*** Opening of TEXT PASSAGE ***

Organic advocates in the U.S. can get involved by learning from and acting in solidarity with the world’s family farmers and farm workers. To that end, the Organic Consumers Association has been working with our Mexican sister organization, Via Organica, “the Organic Way” to organize farmers to share organic farming, ranching and permaculture techniques for conserving water, fuel and soil fertility. Via Organica helps create local and regional markets for farmers as alternatives to the export markets that tend to extract needed resources, including water and soil. Sharing organic methods and creating local markets should ultimately conserve human resources, as well. Via Organica hopes to help foster conditions that make it possible for young people to stay in, and contribute to, their communities rather than leaving rural areas and moving to cities or out of the country.

Organic advocates can act in solidarity with the world’s farmers and farm workers to turn back climate change. Here’s how:

  • Become a small farmer yourself.
  • Buy organic produce direct from local farmers.
  • Increase the amount of food you can source locally by drying, canning and freezing seasonal produce.
  • Restrict grocery store purchases to organic and fair trade certified products, and work to improve organic and fair trade standards.
  • Help reduce greenhouse gas emissions and put carbon back in the soil where it belongs by composting all household organic waste, including food scraps and yard waste, and using composting toilets.
  • Support laws that keep green waste out of landfills and toilet waste out of the sewer system.
  • Avoid industrially produced food, especially animal products and processed foods that contain the intensively farmed commodities corn, soy, cotton, and canola.

*** Close of TEXT PASSAGE ***
*** Opening of RECORDS SUPPLIED ***

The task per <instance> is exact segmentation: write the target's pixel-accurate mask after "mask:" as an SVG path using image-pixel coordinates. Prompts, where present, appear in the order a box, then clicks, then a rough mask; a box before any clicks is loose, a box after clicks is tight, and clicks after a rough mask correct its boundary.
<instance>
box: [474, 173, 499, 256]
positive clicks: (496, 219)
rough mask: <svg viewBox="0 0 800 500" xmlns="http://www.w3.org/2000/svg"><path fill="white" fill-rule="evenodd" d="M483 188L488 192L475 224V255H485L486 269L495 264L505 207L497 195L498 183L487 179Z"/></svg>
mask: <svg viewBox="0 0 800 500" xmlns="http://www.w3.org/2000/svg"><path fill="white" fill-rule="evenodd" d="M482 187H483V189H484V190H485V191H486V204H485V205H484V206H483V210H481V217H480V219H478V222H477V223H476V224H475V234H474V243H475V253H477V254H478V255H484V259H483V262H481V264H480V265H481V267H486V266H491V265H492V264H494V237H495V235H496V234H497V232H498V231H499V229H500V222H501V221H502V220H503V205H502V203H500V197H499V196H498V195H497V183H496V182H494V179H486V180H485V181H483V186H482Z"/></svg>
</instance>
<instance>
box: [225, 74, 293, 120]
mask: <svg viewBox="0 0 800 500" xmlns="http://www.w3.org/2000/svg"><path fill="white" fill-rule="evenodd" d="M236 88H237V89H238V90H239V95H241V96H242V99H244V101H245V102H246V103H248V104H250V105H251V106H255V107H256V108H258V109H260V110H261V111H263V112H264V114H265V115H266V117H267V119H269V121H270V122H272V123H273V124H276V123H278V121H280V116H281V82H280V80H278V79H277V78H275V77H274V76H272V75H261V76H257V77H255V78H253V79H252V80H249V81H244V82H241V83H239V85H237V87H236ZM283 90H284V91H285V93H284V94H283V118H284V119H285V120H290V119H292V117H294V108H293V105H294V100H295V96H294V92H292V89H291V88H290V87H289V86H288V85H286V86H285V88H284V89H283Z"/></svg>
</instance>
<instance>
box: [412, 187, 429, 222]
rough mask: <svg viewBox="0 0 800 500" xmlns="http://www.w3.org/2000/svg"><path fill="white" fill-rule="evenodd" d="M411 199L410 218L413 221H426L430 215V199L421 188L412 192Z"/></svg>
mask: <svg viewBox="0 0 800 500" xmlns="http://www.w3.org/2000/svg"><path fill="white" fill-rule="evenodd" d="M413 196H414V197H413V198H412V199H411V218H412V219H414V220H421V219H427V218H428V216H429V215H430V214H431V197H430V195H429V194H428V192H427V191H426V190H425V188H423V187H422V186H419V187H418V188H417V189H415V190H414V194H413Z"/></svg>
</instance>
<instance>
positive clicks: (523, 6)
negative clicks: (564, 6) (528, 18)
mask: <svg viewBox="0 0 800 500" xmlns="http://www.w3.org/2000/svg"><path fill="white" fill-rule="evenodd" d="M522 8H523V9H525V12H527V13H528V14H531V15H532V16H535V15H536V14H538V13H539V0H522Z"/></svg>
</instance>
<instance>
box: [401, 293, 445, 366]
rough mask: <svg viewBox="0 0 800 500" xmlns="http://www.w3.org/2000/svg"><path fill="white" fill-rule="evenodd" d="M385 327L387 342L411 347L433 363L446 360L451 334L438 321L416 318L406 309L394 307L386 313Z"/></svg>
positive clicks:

*** Close of RECORDS SUPPLIED ***

#### WHAT THIS EXERCISE ASKS
1) In the passage on organic advocacy, why does Via Organica help create local and regional markets for farmers?
2) In the listing, switch "rough mask" to "coarse mask" in the lines from the first one through the line with "positive clicks: (496, 219)", then give those lines again with nothing else changed.

#### SOLUTIONS BELOW
1) Via Organica creates these markets as alternatives to export markets, which tend to extract needed resources, including water and soil.

2)
The task per <instance> is exact segmentation: write the target's pixel-accurate mask after "mask:" as an SVG path using image-pixel coordinates. Prompts, where present, appear in the order a box, then clicks, then a coarse mask; a box before any clicks is loose, a box after clicks is tight, and clicks after a coarse mask correct its boundary.
<instance>
box: [474, 173, 499, 256]
positive clicks: (496, 219)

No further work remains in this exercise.